Problem description
Which lines belong in your copy? Those from the start of the data through the line with "the person's right", exactly as written, without any pictures.

Task inputs

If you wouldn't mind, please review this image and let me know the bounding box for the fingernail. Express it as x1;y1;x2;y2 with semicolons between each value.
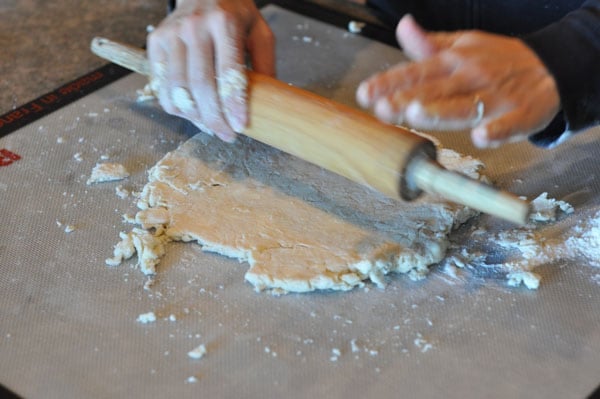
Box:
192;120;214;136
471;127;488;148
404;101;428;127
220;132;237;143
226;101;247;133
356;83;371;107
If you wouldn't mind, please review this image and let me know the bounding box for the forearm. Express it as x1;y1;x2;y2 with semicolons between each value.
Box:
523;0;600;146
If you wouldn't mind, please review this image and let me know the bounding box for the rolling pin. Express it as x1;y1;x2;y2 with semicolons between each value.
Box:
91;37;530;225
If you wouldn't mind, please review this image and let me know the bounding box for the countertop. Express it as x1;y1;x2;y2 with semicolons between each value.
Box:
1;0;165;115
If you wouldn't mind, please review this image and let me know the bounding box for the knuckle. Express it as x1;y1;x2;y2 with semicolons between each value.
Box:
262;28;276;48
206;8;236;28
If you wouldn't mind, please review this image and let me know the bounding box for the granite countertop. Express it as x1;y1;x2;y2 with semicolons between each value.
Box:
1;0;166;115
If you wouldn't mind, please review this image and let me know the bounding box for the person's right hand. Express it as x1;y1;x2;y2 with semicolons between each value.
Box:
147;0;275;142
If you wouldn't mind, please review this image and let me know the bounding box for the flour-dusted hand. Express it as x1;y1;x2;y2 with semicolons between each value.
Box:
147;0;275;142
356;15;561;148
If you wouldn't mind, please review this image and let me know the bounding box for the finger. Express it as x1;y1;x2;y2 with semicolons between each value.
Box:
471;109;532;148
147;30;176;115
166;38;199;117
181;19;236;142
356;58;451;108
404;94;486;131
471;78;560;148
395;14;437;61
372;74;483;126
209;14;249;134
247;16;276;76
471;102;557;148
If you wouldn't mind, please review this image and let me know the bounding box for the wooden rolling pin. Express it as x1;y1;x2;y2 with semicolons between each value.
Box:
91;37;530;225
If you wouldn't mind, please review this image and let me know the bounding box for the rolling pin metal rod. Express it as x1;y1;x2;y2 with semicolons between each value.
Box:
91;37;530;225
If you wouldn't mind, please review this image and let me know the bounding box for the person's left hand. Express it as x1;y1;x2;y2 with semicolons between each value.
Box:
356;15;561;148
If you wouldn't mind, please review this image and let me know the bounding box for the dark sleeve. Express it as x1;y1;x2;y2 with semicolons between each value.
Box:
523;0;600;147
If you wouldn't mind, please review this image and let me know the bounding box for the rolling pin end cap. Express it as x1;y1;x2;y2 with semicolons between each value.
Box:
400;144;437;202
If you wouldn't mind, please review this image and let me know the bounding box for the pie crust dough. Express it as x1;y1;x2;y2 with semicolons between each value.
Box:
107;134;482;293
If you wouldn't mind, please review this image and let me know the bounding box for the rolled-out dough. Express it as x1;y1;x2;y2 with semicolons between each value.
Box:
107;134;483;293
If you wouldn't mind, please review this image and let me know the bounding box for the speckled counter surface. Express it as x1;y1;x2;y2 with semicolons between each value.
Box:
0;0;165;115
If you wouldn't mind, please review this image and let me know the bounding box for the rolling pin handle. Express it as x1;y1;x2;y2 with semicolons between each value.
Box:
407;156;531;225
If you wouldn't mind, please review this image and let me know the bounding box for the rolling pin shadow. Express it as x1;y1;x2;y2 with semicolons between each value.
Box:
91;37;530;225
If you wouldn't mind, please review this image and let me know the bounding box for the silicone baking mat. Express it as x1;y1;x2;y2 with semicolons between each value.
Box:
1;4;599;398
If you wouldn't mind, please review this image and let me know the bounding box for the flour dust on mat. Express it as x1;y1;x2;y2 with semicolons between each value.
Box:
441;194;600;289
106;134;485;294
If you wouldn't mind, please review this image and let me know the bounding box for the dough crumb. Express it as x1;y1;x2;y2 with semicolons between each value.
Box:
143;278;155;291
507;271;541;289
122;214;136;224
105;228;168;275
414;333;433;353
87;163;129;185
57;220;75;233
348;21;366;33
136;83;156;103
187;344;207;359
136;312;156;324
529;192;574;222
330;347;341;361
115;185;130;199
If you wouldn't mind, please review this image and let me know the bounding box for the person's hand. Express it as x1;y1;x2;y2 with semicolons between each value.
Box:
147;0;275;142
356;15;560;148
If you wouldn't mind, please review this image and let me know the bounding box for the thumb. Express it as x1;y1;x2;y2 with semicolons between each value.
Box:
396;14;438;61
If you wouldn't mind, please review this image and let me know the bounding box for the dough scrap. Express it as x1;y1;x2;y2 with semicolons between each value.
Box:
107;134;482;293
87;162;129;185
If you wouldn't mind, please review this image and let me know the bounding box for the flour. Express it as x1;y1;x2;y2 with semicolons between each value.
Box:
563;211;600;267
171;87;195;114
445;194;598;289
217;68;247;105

Solved exercise
If you wouldn't mind, please review this image and let me know the bounding box for the fingernail. Express it as x1;y1;x2;y2 with semicolons between each value.
Box:
192;120;214;136
471;127;488;148
404;101;428;127
220;132;237;143
226;101;247;133
356;83;371;107
If you wouldn't mind, please review this image and let me know the bounding box for the forearm. Express it as x1;y1;x2;y2 with semicolons between each value.
Box:
523;0;600;146
If you wouldn't mind, please review this image and let me know the bounding box for the rolling pin. Express it as x1;y1;x2;y2 with semicolons between each value.
Box:
91;37;530;225
If you wouldn't mind, please review this image and let me know the bounding box for the countertop. Express it as x1;y1;x2;y2 with semicolons between each value.
Box:
1;0;165;115
If you wouldn't mind, please review this image and let me know the bounding box for the knuckle. Express it as x1;y1;x2;y2 with semicolons between each value.
Box:
262;28;276;48
206;8;236;28
If you wouldn't mind, please review this image and let me know the bounding box for the granite countertop. Express it as x1;y1;x2;y2 with semicolons between each value.
Box:
1;0;166;115
If you wouldn't mind, please review this image and let me know the bounding box for the person's right hand. Express it as x1;y1;x2;y2 with semicolons between each value.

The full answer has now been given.